* [TASK OBJECTIVE]: Reproduce without any change the lines below, from the one containing "Put one point on every instance of the green foliage" through the one containing "Query: green foliage".

* [SOURCE MATERIAL]:
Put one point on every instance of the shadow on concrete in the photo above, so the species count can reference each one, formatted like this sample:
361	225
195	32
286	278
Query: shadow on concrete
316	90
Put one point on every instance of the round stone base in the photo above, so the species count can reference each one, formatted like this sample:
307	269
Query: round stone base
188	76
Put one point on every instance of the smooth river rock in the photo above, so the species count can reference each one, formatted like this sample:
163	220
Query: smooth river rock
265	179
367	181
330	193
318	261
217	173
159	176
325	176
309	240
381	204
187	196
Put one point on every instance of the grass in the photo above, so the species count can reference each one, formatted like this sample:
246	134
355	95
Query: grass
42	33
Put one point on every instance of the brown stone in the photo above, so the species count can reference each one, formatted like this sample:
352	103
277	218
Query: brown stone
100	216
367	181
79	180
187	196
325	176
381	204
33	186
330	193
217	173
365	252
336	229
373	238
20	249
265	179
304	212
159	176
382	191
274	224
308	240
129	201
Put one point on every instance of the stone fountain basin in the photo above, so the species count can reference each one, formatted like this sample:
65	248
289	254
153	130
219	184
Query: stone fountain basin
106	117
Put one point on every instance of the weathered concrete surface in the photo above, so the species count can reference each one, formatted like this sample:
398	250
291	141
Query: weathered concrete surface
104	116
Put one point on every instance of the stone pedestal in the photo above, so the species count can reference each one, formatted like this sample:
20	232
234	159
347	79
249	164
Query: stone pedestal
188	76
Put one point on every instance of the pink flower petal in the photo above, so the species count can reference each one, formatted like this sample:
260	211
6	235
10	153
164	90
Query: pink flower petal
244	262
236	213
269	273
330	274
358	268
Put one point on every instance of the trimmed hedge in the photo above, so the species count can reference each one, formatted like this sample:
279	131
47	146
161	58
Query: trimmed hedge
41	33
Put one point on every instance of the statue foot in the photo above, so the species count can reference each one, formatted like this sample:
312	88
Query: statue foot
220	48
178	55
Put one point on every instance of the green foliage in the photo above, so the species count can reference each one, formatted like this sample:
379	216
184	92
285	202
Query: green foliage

* * *

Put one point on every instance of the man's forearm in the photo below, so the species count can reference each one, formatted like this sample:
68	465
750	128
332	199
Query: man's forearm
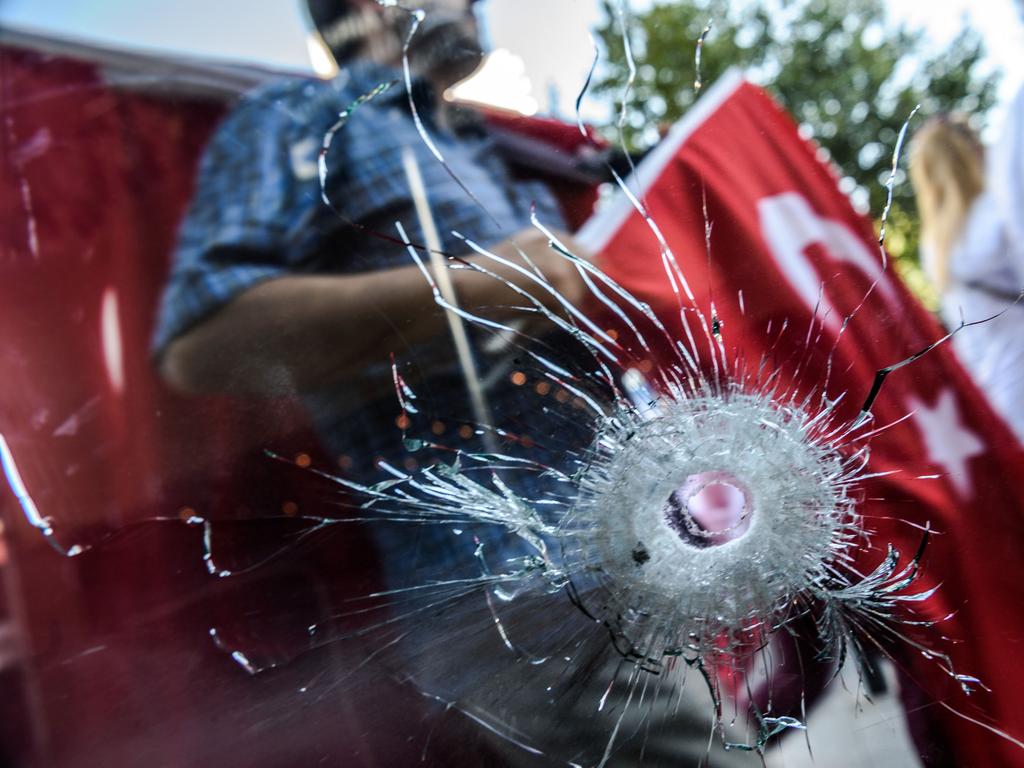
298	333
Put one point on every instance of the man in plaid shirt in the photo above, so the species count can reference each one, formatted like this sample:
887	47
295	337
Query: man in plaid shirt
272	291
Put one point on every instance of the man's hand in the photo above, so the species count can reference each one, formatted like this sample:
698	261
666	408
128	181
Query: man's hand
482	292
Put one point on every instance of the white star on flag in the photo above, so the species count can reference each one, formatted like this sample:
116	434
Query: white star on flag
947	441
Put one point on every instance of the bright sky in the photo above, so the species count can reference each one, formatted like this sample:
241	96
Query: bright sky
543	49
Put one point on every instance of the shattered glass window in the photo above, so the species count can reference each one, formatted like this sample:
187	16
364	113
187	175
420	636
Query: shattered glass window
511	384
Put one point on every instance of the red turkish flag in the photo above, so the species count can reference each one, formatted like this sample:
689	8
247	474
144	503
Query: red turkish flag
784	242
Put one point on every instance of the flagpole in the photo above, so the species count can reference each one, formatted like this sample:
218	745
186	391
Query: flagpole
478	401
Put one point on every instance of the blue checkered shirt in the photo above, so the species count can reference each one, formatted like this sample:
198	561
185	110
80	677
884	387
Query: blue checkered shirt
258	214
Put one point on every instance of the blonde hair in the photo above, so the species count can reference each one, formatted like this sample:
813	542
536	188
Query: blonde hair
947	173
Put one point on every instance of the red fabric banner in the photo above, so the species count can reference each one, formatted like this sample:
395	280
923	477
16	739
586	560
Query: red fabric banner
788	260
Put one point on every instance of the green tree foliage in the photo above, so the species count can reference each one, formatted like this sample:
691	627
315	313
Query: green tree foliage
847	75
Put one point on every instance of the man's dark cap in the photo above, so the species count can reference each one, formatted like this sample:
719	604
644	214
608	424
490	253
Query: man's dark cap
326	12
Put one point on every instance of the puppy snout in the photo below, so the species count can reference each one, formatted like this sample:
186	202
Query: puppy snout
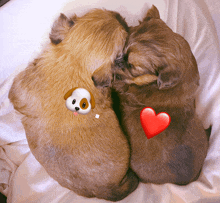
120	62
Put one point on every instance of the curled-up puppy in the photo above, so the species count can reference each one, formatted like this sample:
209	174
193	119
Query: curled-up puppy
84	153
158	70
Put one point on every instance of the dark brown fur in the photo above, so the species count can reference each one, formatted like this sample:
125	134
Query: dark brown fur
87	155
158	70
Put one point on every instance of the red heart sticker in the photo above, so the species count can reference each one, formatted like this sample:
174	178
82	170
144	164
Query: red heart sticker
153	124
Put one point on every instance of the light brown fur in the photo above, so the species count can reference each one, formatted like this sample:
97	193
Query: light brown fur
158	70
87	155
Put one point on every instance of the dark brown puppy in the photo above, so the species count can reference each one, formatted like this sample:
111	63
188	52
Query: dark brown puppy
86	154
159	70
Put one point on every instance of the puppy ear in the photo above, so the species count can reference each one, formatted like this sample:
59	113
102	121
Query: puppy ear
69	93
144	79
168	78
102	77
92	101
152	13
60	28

* [THE OUTPUT]:
Put one point on every instance of the green foliage in the photo above, so the species count can reference each one, formatted like this sample:
379	216
184	92
285	202
Query: green foliage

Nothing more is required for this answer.